Friday, June 3, 2011

Not Everything Needs To Be Politicized

Art by Chana Mazal

I recently put up a status that said:

An old jewish story: Zuzia, a much-loved rabbi, was fretting at his death bed. His disciples asked, "Why are you fretting? You have lived a life worthy of Moses and Hillel." He answered, "I do not worry that God will ask why I have not lived a life worthy of Moses or Hillel. I worry that God will ask me why I have not lived a life worthy of Zuzia."

I have a lot of friends right now who are struggling with their personal paths, mostly due to the economy.  My sole point in putting this up was to remind us that we need to be true to ourselves.  Right now, much of what we used to believe about our personal public personas must be let go of because it's not easily possible to attain, let alone maintain.  Instead, as we attempt to rebuild ourselves within the new economic structure where we find ourselves, we do best to stay focused on staying as true to our personal values as we can - even if that means worrying less about our public images.   For you nonprofit types out there, sort of a personal mission alignment.  

Nevertheless, my erudite friend Jeffrey Malashock, of the right-leaning persuasion (isn't it fun that I can make those words lean right using Italics?) could not resist the opportunity to politicize my statement.  While my intent in posting the comment has nothing whatsoever to do with what Jeffrey said, I think he has an interesting point of view and want to give him space.  Just not on that thread.  

So, here you are, Jeffrey.  And while you're at it, perhaps you'd like to politicize this bit of a hacked song, with apologies to both Koheleth, Pete Seeger and The Birds:

"To everything, turn, turn, turn,
"There is a season, turn, turn, turn,
"And a time for every purpose under heaven. 

"A time for politics,
"A time to back off...
"A time to be tough
"A time to be soft,
"A time when you may inflame,
"A time to refrain from inflaming."

__Given problem 1__.
Retype everything in the blog post on politicizing from "Nevertheless, my erudite" down to "on that thread.".
__Given problem 2__.
Continue the blog post on politicizing, starting right after its last line.
The items after the blog post on politicizing play no part in any of this.

__Data lines__.
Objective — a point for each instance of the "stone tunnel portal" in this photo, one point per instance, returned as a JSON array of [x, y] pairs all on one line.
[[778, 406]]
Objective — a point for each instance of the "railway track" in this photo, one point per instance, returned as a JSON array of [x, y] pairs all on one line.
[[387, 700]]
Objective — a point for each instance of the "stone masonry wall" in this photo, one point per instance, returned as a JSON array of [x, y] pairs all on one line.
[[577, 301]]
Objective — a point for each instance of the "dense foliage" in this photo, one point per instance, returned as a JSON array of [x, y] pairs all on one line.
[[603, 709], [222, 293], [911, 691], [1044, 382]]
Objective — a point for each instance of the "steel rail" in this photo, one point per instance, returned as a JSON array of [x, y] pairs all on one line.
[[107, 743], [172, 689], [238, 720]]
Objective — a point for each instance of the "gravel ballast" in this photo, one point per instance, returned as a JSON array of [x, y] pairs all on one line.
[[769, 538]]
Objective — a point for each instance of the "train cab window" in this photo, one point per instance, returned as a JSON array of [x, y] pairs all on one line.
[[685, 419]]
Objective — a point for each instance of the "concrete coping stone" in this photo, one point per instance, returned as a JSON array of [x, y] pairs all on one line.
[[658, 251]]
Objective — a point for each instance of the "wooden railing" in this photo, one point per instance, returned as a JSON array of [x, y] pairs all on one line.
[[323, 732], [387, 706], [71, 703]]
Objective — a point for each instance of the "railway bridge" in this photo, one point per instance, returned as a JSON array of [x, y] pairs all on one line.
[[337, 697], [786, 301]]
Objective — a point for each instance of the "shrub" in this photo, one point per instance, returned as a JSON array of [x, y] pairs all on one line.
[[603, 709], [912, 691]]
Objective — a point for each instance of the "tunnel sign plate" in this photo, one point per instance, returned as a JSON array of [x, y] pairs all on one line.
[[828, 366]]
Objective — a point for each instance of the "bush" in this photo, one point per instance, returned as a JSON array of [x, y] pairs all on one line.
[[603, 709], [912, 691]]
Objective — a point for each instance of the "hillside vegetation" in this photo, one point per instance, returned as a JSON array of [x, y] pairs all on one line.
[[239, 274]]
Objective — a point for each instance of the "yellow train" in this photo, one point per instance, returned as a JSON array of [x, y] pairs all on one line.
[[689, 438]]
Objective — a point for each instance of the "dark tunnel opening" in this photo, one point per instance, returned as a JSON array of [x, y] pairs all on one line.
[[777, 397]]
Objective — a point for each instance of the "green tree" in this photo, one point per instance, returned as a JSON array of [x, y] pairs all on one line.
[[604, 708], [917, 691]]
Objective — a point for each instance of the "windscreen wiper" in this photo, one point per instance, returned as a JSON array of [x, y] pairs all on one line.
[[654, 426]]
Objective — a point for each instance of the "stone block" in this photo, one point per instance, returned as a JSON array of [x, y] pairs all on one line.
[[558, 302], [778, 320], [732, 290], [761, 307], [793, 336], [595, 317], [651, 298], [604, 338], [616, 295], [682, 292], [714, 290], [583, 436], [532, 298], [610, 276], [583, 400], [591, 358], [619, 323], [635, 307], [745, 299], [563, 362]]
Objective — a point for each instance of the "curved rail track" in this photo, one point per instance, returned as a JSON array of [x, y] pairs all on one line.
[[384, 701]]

__Task output 1__.
Nevertheless, my erudite friend Jeffrey Malashock, of the right-leaning persuasion (isn't it fun that I can make those words lean right using Italics?) could not resist the opportunity to politicize my statement.  While my intent in posting the comment has nothing whatsoever to do with what Jeffrey said, I think he has an interesting point of view and want to give him space.  Just not on that thread.

__Task output 2__.
JEFFREY MALASHOCK:  The semiotics of this conversation are actually very interesting. Context here is everything, in fact the context often conditions the response to the actual message. You guys like the story, or the root idea within it. This message is one of the central premises to Ayn Rand's philosophy, and of course she like the Jewish sages would argue that one serves Moses and Hillel best when also being true to ones self, and that good for all comes from this. Her message comports with many of the Hasidic masters too, which isn't surprising coming from a Jewish refugee from communism. Her message isn't the caricature her opponents make it, but it is fundamentally a Jewish message. She dispensed with God like Mordechai Kaplan did too, but kept much of the philosophy. Its almost another effort at deconstructionism without God. Because many people are unable to decouple any discussion of philosophy or idea's from someone somewhere are using it in a current perceived political context (or really, the need for anything to always HAVE a political context at all), its never possible to discuss those idea's in any meaningful way.

Those whom one of my teachers (a very old and venerable Rabbi) refer to as the "Tikkun Olamers", those that try to bend Judaism (but actually know little of it) to fit a communitarian utopian statism, are to Judaism what liberation theologists are to Catholicism. Basically, the liberation theologists were more influenced by the arguments implicit in that other form of Jewish messianism, dialectical materialism, just as the Tikkun Olamers are. Ultimately, both religions (which are very different in significant ways from each other) are about the individuals relationship to God and universe. The Kehillah or the community cannot prosper if the individual is suppressed. The individual is ultimately at the end with have to answer to God "Zusia, what did you do with the life I gave to you and how did this serve Zusia"

DOUG CHANDLER: You sure know how to stretch things, Jeffrey! In what way is Rabbi Zuzia's message central to Ayn Rand's philosophy? The rabbi isn't saying that being true to one's self precludes helping one's neighbors or even the strangers in your midst. Nor is he saying that being true to one's self precludes a sense of community or being part of it. Please amplify.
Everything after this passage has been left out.